## Instructions for the task
Reproduce the part of the records that opens with the line containing "[BATCH JOB 4417] Class: wood debris" and runs to the end, replacing "tight" with "precise" and changing nothing else. Give only those lines.

-------- Given information --------

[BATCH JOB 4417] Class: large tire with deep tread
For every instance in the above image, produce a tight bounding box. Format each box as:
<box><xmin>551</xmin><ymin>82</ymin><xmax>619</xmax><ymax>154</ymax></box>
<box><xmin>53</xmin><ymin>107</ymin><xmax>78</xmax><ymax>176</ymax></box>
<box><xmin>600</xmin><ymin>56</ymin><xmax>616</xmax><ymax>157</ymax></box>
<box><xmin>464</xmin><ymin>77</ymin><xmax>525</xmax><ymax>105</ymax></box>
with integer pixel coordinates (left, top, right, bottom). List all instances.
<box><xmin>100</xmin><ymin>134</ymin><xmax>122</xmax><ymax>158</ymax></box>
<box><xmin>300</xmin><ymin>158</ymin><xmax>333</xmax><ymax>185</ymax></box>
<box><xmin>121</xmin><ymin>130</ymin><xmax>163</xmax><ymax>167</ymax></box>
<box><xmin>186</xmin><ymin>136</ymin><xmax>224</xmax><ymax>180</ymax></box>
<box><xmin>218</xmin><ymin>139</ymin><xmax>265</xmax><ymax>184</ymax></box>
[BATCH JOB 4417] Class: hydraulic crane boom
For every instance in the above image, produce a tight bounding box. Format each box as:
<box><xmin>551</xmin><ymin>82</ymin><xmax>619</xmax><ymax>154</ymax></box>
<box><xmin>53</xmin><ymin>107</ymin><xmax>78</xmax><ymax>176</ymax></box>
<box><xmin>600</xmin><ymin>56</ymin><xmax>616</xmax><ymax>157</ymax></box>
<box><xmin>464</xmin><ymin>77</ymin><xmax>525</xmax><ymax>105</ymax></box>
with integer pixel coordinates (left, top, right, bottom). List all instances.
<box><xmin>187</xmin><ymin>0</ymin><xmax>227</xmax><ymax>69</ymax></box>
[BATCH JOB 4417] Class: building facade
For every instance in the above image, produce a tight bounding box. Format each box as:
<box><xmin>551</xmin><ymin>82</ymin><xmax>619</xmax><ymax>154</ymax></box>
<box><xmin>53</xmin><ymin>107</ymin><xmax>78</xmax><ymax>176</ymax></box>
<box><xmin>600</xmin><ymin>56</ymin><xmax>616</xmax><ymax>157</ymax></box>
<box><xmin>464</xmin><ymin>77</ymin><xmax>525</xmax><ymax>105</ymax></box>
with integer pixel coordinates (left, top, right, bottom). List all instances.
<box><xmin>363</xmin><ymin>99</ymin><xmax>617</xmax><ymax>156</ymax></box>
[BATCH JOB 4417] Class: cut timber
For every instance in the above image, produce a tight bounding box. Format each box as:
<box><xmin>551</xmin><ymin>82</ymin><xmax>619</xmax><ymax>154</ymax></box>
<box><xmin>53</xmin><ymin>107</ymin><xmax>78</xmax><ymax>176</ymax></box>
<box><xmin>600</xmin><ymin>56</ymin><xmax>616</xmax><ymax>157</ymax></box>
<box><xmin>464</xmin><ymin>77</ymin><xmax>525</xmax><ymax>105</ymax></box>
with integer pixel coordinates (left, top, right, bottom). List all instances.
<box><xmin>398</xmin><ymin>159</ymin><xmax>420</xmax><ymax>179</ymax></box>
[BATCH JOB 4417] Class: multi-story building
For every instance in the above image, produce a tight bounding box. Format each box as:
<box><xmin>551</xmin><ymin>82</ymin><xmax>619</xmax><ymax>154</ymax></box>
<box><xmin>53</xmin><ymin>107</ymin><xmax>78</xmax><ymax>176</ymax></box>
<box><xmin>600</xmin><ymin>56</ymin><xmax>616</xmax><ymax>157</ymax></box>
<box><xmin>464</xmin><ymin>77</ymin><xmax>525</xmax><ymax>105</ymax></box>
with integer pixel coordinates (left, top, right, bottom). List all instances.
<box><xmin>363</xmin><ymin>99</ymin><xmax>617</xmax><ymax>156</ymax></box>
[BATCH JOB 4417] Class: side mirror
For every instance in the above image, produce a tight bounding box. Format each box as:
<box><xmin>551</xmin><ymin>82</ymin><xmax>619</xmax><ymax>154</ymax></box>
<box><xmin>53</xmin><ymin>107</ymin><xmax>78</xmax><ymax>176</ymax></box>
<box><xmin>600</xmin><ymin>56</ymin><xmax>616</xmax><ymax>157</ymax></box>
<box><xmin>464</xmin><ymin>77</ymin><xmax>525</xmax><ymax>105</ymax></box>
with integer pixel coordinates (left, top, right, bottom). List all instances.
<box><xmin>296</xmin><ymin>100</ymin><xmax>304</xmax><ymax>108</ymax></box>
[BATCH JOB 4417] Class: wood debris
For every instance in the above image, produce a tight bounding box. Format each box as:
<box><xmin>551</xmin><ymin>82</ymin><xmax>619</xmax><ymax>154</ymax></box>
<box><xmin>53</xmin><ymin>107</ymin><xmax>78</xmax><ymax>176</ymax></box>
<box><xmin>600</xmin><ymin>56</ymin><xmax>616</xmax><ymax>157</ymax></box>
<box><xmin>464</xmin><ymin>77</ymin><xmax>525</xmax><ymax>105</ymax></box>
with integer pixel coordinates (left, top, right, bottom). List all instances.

--------

## Full response
[BATCH JOB 4417] Class: wood debris
For every instance in the above image, produce a precise bounding box. Format each box as:
<box><xmin>551</xmin><ymin>82</ymin><xmax>619</xmax><ymax>154</ymax></box>
<box><xmin>53</xmin><ymin>107</ymin><xmax>78</xmax><ymax>176</ymax></box>
<box><xmin>600</xmin><ymin>56</ymin><xmax>616</xmax><ymax>157</ymax></box>
<box><xmin>464</xmin><ymin>77</ymin><xmax>525</xmax><ymax>105</ymax></box>
with integer pixel coordinates (left, top, right, bottom). List all instances.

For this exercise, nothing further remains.